_Direction 1_: In the text about GAP insurance, what does the abbreviation GAP stand for?
_Direction 2_: Please carry on the text about GAP insurance from the point where it stops.

_Text to read_:
•••••

Whether it’s a car lease, PCP or hire purchase, GAP insurance is something that will be likely offered during the sales process. But what is it, and do you need it?
Below we’ll go through how it works and the pros and cons so that you can make your mind up…
What is GAP insurance?
Guaranteed Asset Protection is a form of insurance which, in the event of theft, accident or write-off, will pay the difference between the current market value of the car and how much is owed at the time of the incident.
Why would there be a difference in value? It’s a well-known fact that a new car can lose up to 40 percent of its value in its first year on the road, so the insurer is likely to only pay out what the car is worth at the time of the accident rather than give you what you paid for the car originally.
There are a variety of GAP insurance options available to motorists:
- Agreed value: This will pay the difference between an insurance settlement and Glass’s guide value.
- Return to invoice: This will pay the difference between your insurance settlement and the vehicle invoice price.

•••••

_Entries provided_:
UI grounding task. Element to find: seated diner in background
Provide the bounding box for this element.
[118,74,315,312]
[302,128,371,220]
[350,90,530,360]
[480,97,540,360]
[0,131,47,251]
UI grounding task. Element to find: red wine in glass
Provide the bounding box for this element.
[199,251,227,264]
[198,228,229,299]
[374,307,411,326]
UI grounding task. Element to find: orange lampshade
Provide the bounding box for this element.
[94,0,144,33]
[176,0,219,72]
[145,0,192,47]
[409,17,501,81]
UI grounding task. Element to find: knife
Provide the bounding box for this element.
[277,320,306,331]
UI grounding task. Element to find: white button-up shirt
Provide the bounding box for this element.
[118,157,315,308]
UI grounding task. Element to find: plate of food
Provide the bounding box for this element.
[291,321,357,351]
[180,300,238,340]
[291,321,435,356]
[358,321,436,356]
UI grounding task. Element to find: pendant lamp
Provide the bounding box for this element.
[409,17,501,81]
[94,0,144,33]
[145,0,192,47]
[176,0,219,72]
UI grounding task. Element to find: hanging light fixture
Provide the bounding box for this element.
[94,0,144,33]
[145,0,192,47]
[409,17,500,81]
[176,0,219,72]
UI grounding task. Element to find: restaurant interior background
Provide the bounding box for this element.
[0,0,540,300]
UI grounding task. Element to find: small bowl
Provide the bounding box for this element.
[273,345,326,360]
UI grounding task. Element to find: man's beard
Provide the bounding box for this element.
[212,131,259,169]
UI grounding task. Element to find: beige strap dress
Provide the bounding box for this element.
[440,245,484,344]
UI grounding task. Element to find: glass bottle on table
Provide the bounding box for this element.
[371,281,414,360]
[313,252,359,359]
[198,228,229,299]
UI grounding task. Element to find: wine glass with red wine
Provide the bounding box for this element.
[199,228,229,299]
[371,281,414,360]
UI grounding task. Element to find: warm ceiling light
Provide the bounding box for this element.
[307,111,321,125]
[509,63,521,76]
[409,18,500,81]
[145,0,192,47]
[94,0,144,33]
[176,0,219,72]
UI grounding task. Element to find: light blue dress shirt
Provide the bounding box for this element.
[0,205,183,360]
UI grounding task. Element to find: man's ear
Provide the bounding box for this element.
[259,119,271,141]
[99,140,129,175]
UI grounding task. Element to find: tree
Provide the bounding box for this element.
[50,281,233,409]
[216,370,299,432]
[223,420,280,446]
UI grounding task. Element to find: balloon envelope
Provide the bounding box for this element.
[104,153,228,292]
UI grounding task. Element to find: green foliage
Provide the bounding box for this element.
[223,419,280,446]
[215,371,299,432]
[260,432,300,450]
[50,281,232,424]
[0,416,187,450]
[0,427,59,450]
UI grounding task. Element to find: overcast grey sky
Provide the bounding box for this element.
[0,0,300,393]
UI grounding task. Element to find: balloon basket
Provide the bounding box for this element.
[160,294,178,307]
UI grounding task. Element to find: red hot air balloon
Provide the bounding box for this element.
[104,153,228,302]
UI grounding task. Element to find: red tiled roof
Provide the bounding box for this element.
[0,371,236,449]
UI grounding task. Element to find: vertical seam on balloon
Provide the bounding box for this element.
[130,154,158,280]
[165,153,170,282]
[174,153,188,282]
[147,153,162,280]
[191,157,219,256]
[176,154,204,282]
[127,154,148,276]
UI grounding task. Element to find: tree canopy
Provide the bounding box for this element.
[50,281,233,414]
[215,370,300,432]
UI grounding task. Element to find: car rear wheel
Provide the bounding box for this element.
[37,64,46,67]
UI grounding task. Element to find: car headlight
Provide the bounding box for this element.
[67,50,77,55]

•••••

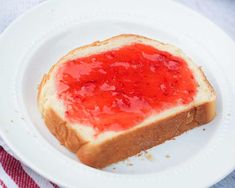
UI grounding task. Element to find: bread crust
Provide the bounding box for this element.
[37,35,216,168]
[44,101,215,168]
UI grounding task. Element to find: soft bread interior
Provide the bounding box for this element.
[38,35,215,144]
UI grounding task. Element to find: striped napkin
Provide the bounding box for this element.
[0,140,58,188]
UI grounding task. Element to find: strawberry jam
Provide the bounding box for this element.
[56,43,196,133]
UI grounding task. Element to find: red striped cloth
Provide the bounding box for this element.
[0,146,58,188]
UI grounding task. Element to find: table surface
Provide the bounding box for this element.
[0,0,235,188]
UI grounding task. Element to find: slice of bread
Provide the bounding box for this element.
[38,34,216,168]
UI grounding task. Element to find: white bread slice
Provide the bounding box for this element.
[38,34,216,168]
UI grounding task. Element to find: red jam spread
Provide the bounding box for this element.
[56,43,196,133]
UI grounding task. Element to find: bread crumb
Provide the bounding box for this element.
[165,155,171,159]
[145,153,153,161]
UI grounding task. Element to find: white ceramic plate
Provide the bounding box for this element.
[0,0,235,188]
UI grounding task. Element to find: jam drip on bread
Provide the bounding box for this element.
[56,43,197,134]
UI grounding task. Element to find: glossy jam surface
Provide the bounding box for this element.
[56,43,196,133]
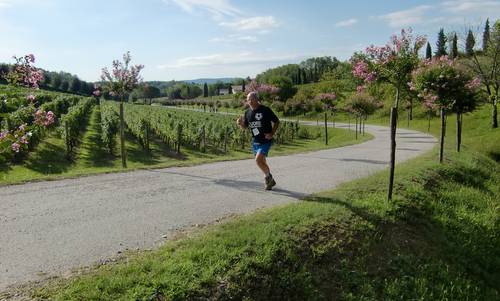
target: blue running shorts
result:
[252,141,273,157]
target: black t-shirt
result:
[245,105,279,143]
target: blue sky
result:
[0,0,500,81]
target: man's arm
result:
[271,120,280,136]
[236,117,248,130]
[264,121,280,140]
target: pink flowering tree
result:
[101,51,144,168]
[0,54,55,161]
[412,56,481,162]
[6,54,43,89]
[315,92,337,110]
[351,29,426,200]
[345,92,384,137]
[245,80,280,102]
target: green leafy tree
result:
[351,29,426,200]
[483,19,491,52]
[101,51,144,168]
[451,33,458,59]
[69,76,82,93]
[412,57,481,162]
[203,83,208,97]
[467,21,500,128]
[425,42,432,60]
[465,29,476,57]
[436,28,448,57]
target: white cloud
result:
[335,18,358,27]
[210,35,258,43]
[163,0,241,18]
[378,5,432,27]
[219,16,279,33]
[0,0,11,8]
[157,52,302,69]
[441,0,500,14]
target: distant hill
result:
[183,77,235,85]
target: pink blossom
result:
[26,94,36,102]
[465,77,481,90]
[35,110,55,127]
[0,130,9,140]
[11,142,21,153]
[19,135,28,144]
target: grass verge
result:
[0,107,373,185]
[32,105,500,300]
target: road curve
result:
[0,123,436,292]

•••••

_Final result 1_: Guaranteed Asset Protection

_Final result 2_:
- Contract hire: If you lease your car, this will pay the shortfall between the insurance settlement and the residual value of the car for the remainder of your term.
- Vehicle replacement: This covers the difference between your insurance settlement and the cost of replacing the vehicle like-for-like (IE similar age, similar mileage).
Do I need GAP insurance?
GAP insurance isn’t mandatory when buying or leasing a new car, in fact your car insurance is more than likely to cover the cost of a replacement. However, it is definitely something you should consider if you want a brand new replacement or if you owe money to the car finance company, or bank, if you have taken a loan to pay for the car.
You’re not likely to need GAP insurance if you’ve bought a used car, if you don’t want a brand new car as a replacement, or if your insurance includes ‘new car replacement’.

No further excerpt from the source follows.